— Collected data —

--------

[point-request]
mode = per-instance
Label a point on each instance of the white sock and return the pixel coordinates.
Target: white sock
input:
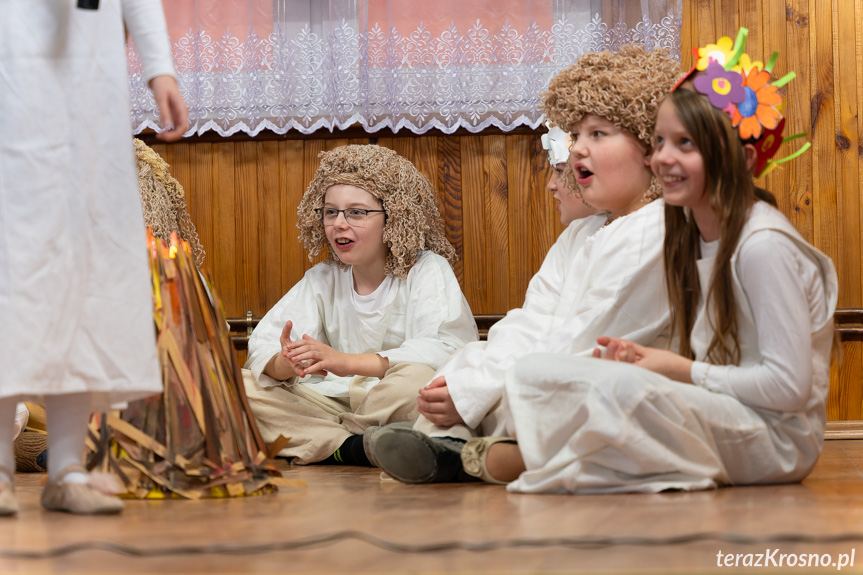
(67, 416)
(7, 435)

--------

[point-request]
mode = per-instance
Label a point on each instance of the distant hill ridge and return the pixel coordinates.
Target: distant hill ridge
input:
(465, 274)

--------

— Directions —
Gather every line from the entries above that contains the word "white". Case counts.

— Final result —
Label a point on each instance of the white sock and return the pixel coordinates.
Target: white sock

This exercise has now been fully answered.